* [Problem to work on] From the material below, copy each line that holds the word "above".

* [Exercise data]

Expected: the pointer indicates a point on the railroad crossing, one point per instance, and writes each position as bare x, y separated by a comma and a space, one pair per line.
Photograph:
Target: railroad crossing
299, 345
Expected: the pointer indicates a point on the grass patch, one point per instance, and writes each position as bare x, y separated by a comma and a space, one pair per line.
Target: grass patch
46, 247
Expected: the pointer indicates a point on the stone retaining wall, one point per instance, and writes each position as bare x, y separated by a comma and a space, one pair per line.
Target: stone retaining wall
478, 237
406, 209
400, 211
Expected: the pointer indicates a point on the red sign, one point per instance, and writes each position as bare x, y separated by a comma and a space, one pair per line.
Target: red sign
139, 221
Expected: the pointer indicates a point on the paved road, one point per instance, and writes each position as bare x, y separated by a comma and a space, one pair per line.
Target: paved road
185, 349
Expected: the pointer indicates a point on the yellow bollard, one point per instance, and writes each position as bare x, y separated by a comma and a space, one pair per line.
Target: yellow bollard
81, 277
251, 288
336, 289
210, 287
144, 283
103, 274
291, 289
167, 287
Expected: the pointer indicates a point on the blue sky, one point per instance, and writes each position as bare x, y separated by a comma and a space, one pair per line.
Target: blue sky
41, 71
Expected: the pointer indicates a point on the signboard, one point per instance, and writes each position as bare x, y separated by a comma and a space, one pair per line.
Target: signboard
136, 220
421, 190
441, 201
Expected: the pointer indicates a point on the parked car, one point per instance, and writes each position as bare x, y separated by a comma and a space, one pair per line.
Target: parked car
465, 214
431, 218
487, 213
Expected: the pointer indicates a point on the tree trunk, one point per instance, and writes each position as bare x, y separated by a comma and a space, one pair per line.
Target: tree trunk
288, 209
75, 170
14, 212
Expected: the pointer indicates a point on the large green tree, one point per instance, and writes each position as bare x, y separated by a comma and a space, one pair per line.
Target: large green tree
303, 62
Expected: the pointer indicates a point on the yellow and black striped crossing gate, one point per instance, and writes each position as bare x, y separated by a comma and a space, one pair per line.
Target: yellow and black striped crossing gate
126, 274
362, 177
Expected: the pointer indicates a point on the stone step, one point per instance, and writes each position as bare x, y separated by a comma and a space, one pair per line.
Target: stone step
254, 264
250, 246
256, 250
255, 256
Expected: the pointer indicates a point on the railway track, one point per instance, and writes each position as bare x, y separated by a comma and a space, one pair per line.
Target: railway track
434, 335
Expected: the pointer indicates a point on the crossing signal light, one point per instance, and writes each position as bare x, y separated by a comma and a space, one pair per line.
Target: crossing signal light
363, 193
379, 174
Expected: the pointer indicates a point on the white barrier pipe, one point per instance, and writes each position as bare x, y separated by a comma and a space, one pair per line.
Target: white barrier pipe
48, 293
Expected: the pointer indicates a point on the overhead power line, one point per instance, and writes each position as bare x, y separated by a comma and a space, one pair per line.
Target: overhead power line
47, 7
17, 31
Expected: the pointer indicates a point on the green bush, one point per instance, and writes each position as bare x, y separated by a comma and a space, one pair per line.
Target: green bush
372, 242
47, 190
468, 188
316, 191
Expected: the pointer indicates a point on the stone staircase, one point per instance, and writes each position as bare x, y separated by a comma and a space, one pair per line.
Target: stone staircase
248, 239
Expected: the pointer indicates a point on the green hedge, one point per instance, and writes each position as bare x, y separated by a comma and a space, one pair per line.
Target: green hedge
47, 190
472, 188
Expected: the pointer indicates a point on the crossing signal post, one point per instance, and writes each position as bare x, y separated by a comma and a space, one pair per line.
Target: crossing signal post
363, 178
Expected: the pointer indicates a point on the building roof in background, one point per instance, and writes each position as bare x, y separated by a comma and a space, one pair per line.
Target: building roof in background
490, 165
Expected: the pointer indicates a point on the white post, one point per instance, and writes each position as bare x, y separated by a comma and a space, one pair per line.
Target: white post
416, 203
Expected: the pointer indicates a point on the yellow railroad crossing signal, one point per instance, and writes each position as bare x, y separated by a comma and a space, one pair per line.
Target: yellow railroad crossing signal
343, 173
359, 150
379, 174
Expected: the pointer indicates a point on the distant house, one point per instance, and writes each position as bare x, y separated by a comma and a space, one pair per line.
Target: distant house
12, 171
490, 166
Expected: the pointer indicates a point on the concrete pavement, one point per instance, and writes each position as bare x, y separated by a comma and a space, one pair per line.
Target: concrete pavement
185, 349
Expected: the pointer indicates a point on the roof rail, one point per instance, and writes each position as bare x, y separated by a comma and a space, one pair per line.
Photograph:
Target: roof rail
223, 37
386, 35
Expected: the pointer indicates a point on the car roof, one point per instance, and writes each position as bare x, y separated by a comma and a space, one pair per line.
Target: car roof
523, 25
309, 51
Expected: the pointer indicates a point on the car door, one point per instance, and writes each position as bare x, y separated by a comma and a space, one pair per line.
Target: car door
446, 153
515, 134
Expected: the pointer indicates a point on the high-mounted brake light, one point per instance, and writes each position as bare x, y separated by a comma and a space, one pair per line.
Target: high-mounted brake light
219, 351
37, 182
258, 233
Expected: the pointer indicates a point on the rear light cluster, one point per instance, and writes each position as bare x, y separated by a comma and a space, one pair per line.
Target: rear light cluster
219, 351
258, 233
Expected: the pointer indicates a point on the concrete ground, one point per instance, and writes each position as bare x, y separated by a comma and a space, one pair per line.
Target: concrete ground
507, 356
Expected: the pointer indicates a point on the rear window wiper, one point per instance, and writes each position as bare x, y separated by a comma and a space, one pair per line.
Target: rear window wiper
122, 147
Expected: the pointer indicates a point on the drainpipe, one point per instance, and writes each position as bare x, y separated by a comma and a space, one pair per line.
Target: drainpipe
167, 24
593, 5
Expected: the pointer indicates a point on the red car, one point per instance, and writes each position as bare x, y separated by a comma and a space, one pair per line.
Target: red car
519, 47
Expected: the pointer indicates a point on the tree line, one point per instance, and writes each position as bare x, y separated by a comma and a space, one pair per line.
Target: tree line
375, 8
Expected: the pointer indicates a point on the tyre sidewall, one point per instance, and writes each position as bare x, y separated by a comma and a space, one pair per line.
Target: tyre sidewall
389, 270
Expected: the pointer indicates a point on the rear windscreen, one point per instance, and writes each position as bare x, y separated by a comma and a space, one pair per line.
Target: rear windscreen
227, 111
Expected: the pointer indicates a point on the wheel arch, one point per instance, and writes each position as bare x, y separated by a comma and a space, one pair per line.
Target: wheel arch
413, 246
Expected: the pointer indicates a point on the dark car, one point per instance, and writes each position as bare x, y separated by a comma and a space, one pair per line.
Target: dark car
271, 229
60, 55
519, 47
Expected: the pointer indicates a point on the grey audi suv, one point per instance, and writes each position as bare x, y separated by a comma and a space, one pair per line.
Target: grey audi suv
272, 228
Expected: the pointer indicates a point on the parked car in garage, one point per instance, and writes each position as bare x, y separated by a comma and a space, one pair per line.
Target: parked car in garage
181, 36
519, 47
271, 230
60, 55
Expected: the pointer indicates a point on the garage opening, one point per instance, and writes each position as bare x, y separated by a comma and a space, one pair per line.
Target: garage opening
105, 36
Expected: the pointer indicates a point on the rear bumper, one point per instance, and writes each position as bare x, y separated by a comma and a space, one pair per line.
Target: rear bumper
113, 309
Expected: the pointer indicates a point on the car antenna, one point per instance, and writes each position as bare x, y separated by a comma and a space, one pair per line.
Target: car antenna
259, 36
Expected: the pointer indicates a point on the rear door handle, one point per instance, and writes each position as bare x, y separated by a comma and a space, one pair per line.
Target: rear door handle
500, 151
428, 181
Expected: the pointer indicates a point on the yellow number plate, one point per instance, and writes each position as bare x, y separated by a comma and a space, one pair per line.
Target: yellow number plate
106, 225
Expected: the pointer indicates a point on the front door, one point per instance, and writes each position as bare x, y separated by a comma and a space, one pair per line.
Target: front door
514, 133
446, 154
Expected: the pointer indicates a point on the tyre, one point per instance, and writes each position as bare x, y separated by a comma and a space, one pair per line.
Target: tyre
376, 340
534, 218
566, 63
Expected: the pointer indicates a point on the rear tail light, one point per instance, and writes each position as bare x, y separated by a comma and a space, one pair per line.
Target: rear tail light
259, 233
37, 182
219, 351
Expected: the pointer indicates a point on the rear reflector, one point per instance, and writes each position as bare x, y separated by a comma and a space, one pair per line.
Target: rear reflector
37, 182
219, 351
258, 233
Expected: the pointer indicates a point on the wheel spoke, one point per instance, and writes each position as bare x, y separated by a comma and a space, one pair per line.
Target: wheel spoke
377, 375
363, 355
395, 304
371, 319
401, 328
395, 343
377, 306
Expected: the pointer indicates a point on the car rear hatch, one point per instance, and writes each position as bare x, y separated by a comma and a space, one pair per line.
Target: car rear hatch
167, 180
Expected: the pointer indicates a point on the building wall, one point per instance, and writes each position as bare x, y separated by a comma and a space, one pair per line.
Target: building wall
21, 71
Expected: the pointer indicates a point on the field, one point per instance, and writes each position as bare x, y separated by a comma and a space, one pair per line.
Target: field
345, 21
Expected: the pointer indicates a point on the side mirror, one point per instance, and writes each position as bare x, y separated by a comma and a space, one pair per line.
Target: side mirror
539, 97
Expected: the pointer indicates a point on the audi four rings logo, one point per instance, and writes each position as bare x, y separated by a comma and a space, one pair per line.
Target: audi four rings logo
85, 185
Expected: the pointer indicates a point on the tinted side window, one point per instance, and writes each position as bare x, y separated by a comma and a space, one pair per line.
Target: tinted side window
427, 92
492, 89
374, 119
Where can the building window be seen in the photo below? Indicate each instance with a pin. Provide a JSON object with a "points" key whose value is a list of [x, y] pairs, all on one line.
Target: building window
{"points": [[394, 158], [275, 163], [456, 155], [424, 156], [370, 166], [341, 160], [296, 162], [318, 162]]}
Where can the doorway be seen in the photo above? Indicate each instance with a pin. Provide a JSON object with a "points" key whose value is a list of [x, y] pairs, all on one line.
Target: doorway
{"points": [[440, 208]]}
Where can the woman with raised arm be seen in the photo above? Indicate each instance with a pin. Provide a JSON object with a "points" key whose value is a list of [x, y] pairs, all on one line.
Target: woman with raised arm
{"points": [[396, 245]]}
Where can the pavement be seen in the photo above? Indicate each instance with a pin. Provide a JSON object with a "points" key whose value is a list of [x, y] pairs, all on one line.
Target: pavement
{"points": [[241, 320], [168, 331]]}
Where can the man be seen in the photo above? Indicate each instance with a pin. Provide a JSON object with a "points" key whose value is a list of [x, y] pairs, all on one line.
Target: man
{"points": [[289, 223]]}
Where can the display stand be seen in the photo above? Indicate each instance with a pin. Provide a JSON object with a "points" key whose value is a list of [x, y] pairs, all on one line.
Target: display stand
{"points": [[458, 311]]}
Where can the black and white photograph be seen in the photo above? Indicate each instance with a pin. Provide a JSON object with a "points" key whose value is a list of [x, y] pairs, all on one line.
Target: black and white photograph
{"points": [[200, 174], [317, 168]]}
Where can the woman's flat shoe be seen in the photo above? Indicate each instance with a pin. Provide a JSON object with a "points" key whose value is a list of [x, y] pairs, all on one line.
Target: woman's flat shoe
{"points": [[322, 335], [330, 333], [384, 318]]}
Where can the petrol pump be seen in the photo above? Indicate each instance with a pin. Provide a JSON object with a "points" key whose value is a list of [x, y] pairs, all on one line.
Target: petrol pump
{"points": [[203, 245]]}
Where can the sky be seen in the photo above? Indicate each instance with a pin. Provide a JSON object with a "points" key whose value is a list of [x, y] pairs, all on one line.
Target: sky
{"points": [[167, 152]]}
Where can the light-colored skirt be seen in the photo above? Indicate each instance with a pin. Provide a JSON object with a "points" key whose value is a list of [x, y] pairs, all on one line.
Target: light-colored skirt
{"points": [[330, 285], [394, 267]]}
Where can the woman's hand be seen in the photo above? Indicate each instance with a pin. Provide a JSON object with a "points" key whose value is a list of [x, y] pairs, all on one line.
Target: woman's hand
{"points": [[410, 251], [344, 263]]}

* [Written response]
Where can the doorway be seen in the photo above? Indicate each instance with a pin. Provide a JSON object with a "points" key whose value is a list of [x, y] pairs, all on one line.
Where can the woman with raised arm be seen in the photo above? Indicate each instance with a pin. Provide a JSON object with a "points" key whose value is a list of [x, y] pairs, all on one line.
Where can the pavement be seen in the photo above? Indicate each instance with a pin. Provide a JSON object with a "points" key whose value is a list of [x, y] pairs, all on one line.
Where can the man be seen in the photo above? Indicate each instance with a pin. Provide a JSON object with a "points" key whose value is a list of [x, y] pairs, all on one line.
Where can the display stand be seen in the photo above? Indicate each instance with a pin. Provide a JSON object with a "points" key whose value is a list of [x, y] pairs, all on one line.
Where can the black and white photograph be seen in the photo above? Indicate each instance with a pin. Provide a JSON object with a "points" key whose value is a list of [x, y] pairs, all on one line.
Where can the woman's flat shoe be seen in the photo above? Indicate each instance with a pin. Provide a JSON object with a "points" key whose value is a list of [x, y] pairs, all on one line.
Where can the petrol pump be seen in the photo above? Indicate each instance with a pin. Provide a JSON object with a "points" key whose value is a list of [x, y] pairs, all on one line.
Where can the sky be seen in the photo above? Indicate each instance with a pin. Provide a JSON object with a "points" key whose value is a list of [x, y] pairs, all on one line.
Where can the light-colored skirt be seen in the photo above? Indicate each instance with a pin. Provide a JSON object with a "points" key whose value is a list of [x, y] pairs, all on one line.
Where can the woman's hand be seen in the photo above? Indicate each instance with a pin. Provide a JSON object with a "points" key whose value is a list of [x, y] pairs, all on one line.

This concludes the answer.